Extract to read |
ROBERTA HAGAR JAMIESON
IN ANSWER TO HER LETTER
INQUIRING AFTER HER GENEALOGY
ROBERTA M. JAMIESON LOCHER
ROBERTA HAGAR JAMIESON
Roberta Modesto Hagar was born in Mansfield, Ohio, January 20, 1895 to Robert Hagar and Louise Modesto Bettencourt. Louise Bettencourt was one of several sisters of a New Orleans family named Bettencourt. Bettencourt is an Anglicized version of the original de Bettencourt pronounced in the French manner. The father of this family, as the story goes, was the governor of the Canary Island who had a large number of sons -- nine, I think. His wife made a Novena promising that if she had a daughter the sons would all become priests. When the daughter was born, the parents placed all the boys in the monastery. Two or three of them ran away to sea. We are their descendants. Our branch of the family came from one who settled in the Charleston, S.C. area. His offspring became railroad men, running as far as new Orleans. Roberta's maternal grandfather was a railroad man in the New Orleans area. He and his wife had several daughters all of whom, except for Louise, became nuns. I think two left the orders. The names that I remember are Aunt Dessie and Aunt Carrie. Aunt Carrie remained in the convent, and she was still teaching at the age of 80. Louise married Robert Hagar, a Jewish pharmacist, and moved to Mansfield, Ohio. There she had two daughters, Roberta Modesto and "Josie." Her husband Robert died unexpectedly during an epidemic. Louise took her two babies and returned to her family in New Orleans.

Entries supplied |
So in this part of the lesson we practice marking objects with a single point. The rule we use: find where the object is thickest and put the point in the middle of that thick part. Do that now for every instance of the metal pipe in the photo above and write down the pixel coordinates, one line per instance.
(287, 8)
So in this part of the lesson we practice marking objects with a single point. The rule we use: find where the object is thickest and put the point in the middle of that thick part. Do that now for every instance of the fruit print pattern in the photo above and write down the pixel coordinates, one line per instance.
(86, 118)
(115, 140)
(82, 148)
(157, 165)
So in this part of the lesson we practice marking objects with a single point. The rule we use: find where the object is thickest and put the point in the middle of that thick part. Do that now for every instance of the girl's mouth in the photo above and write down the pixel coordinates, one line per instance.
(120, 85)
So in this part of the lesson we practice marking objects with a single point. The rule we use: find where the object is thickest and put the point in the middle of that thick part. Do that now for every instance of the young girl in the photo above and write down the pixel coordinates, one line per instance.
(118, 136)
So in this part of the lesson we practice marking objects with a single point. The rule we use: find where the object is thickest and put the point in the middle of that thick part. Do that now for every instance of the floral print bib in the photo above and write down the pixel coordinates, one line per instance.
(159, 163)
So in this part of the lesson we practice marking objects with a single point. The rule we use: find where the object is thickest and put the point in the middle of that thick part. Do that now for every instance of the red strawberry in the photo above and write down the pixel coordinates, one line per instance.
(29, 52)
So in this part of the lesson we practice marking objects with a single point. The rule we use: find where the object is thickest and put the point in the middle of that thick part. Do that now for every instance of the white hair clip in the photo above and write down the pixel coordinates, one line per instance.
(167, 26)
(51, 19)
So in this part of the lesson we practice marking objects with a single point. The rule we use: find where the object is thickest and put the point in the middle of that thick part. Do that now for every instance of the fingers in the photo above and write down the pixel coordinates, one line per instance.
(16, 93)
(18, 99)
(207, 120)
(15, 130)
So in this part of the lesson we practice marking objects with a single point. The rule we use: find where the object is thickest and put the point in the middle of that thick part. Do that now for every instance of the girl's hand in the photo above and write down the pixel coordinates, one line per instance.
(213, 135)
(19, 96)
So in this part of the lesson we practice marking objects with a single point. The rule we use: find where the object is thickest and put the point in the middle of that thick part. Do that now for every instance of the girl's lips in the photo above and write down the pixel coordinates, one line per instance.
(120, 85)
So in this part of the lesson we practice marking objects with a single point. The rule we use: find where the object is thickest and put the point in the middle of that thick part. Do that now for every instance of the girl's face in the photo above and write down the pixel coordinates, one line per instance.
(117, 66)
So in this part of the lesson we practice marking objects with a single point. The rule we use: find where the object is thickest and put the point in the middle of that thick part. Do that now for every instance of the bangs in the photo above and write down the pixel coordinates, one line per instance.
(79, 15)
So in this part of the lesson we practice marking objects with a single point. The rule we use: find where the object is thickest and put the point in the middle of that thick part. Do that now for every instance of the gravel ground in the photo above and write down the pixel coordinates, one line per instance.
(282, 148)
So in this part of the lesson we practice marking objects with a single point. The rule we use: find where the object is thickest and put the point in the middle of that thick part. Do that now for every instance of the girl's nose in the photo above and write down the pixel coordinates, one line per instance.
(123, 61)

Complete the following |
**1)** Answer these questions on the family history of Roberta Hagar Jamieson:
(a) Where and on what date was Roberta Modesto Hagar born?
(b) What did the governor's wife promise in her Novena?
(c) Which aunt remained in the convent, and at what age was she still teaching?
**2)** Carry on the family history of Roberta Hagar Jamieson, starting after its final sentence.

Exercise responses |
**1)**
(a) Mansfield, Ohio, on January 20, 1895.
(b) She promised that if she had a daughter, the sons would all become priests.
(c) Aunt Carrie, who was still teaching at the age of 80.

**2)**
Young Roberta and Josie attended Catholic schools until Josie died of "acute indigestion" contracted at school. Louise had married a Mr. Bitterwolf. He had a hard time keeping a job. Roberta quit school and went to work in a cotton mill to help support the family which now included two half brothers, Alvin and Richard. When she as a teenager, she was removed from the family and became a ward of the court due to some family trouble.
The chief juvenile officer offered her a position in his home as governess of his two young sons -- Wallace and Damon. While she was employed there, she met a prominent young man named Pool. He asked her to marry him. They eloped across the state line and lived together. Roberta became pregnant. Mr. Pool's society matron mother was irate because Roberta was not their "kind." She used her influence to have the marriage annulled. This treatment of Roberta incensed the juvenile officer. Since Roberta was still under age, he had Mr. Pool charged under the Mann Act. A sensational trial which ended in a hung jury followed. Mrs. Pool sent her son to Mexico for an extended trip.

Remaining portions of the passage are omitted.